### Excerpted passage
— Begin —

We seldom see Thomas Bernhard’s play performed on the Australian stage. In 35 years of fairly hardcore theatre going, this is only the third play by one of the most important writers in the 20th-century Germanosphere I’ve seen. The second was an STC production of The Histrionic, back in 2012. The first, Force of Habit, directed by Jean-Pierre Mignon for Anthill Theatre in Melbourne in 1993, featured Julie Forsyth, who is (fun fact) also in this production.

We shouldn’t be surprised. Like his German language contemporaries Peter Handke and Botho Strauss, Bernhard (who died in 1989) is, in box office parlance, a pretty hard sell. Among the hardest, in fact.

That said, The President is among the most accessible of his dozen or so major plays and this Sydney Theatre Company and Gate Theatre (Dublin) co-production does have a couple of major audience drawcards in Hugo Weaving and Ireland’s Olwen Fouéré.

Julie Forsyth and Olwyn Fouéré (seated) in The President. Photo © Daniel Boud

Written in 1975 (this Gitta Honegger translation dates back to 1982), The President opens in a dressing room of the Presidential Palace, where the nameless First Lady (Fouéré) is haranguing her maid over her choice of black dresses, bewailing the state of the nation and grieving the recent loss of her beloved dog.

— End —

### Location labeling records
— Begin —

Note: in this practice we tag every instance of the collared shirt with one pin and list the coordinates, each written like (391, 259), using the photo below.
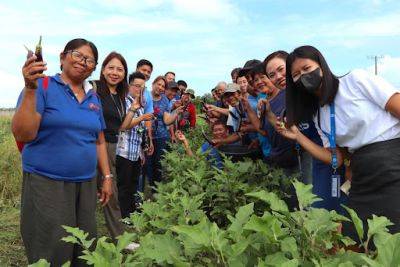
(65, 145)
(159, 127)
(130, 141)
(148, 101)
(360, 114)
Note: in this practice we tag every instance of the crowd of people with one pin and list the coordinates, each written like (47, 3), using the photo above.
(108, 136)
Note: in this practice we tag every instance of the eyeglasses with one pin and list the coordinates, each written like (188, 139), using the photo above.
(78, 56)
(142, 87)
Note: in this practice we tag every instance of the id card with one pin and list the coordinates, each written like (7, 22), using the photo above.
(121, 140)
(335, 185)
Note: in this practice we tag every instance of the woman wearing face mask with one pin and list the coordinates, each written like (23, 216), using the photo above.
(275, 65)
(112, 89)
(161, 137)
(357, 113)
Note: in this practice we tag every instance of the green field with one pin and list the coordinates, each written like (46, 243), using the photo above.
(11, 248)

— End —
— Begin —

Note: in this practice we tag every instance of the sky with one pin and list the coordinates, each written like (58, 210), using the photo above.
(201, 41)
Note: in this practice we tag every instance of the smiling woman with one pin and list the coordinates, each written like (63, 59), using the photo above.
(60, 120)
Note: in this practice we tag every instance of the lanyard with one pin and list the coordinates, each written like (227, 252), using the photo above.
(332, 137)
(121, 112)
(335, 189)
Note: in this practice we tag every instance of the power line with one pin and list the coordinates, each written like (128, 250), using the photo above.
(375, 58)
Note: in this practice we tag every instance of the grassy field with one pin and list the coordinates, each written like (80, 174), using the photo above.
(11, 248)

— End —

### Problems and tasks
1. Answer these questions from the theatre review:
(a) In what year was The President written?
(b) Which company staged the production of The Histrionic that the writer saw in 2012?
(c) Who directed Force of Habit for Anthill Theatre in Melbourne in 1993?
2. Identify every line of the records that contains the word "this".

### Results of the exercise
1.
(a) 1975
(b) STC
(c) Jean-Pierre Mignon

2.
Note: in this practice we tag every instance of the collared shirt with one pin and list the coordinates, each written like (391, 259), using the photo below.
Note: in this practice we tag every instance of the crowd of people with one pin and list the coordinates, each written like (47, 3), using the photo above.
Note: in this practice we tag every instance of the eyeglasses with one pin and list the coordinates, each written like (188, 139), using the photo above.
Note: in this practice we tag every instance of the id card with one pin and list the coordinates, each written like (7, 22), using the photo above.
Note: in this practice we tag every instance of the woman wearing face mask with one pin and list the coordinates, each written like (23, 216), using the photo above.
Note: in this practice we tag every instance of the green field with one pin and list the coordinates, each written like (46, 243), using the photo above.
Note: in this practice we tag every instance of the sky with one pin and list the coordinates, each written like (58, 210), using the photo above.
Note: in this practice we tag every instance of the smiling woman with one pin and list the coordinates, each written like (63, 59), using the photo above.
Note: in this practice we tag every instance of the lanyard with one pin and list the coordinates, each written like (227, 252), using the photo above.
Note: in this practice we tag every instance of the power line with one pin and list the coordinates, each written like (128, 250), using the photo above.
Note: in this practice we tag every instance of the grassy field with one pin and list the coordinates, each written like (80, 174), using the photo above.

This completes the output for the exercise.